# Lo que se pide
Transcribe sin cambios, del texto sobre las pensiones que aparece más abajo, todo el pasaje que va desde "Con las pensiones, como" hasta "modificar. ¿Por qué?".

Afortunadamente, ninguna medida humana es eterna. Son fruto de una realidad concreta y se adecuan a las circunstancias. Con el tiempo hay que modificarlas para ir adaptándolas a factores que eran imposibles de prever cuando se tomó el acuerdo. Eso pasa con todo, con las pensiones, las constituciones, el matrimonio y hasta con los dogmas de fe. Son construcciones humanas que evolucionan con el hombre.
Con las pensiones, como he señalado, pasa lo mismo. Cuando se instauró el Estado del bienestar, tras la II Guerra Mundial, los trabajadores solían empezar a trabajar a una edad muy joven y cuando se jubilaban, a los cincuenta y pocos años, tenían una esperanza de vida que raramente sobrepasaba los diez años. Hasta ayer mismo, la edad de jubilación era a los 65 años y se ha tenido que modificar. ¿Por qué?

# Información proporcionada
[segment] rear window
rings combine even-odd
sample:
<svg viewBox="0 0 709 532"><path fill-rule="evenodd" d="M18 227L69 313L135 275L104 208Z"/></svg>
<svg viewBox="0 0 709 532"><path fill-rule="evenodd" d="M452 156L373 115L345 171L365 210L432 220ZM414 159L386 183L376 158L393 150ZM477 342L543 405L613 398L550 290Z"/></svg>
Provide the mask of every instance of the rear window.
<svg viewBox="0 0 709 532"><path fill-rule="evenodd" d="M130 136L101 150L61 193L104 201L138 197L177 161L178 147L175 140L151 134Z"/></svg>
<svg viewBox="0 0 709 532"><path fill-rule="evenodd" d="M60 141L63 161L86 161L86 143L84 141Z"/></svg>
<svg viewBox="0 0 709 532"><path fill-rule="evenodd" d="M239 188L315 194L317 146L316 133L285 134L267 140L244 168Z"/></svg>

# Solución escrita
Con las pensiones, como he señalado, pasa lo mismo. Cuando se instauró el Estado del bienestar, tras la II Guerra Mundial, los trabajadores solían empezar a trabajar a una edad muy joven y cuando se jubilaban, a los cincuenta y pocos años, tenían una esperanza de vida que raramente sobrepasaba los diez años. Hasta ayer mismo, la edad de jubilación era a los 65 años y se ha tenido que modificar. ¿Por qué?